* **Problem to work on**: Output only the stretch of the listing that starts at the line containing "Where can the grassy" and ends at the line containing "Where can the sky", reproduced exactly with both ends.

* **Data for review**:
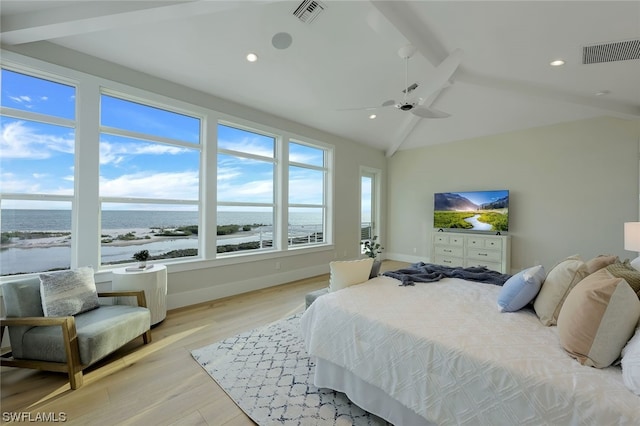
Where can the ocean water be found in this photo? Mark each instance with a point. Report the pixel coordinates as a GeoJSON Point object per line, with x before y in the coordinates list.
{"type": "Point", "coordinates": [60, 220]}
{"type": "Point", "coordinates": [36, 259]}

==

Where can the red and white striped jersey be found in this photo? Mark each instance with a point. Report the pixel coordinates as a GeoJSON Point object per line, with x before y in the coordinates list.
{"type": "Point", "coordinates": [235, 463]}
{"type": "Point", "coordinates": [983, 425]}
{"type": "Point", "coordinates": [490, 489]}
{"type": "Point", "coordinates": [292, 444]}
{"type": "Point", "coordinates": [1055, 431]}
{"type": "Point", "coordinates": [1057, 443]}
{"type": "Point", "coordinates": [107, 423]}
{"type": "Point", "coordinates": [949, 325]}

--

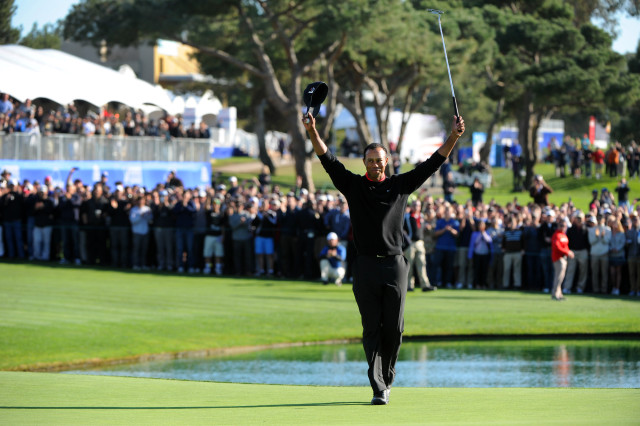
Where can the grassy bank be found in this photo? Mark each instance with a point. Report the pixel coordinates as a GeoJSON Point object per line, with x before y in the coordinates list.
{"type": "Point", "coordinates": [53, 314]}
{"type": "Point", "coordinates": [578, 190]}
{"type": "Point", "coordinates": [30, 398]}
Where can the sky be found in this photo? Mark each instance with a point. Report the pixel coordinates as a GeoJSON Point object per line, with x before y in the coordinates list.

* **Answer to this exercise**:
Where can the grassy bank be found in this photo? Mark each instance with a point. Report the pixel coordinates as a GeoJSON Point object per line, with x before y in the coordinates list.
{"type": "Point", "coordinates": [53, 314]}
{"type": "Point", "coordinates": [578, 190]}
{"type": "Point", "coordinates": [30, 398]}
Where can the sky be found in this photo? Mark each instance with a point. Report the pixel coordinates as a GeoJSON Point object per line, with x before y in the coordinates list.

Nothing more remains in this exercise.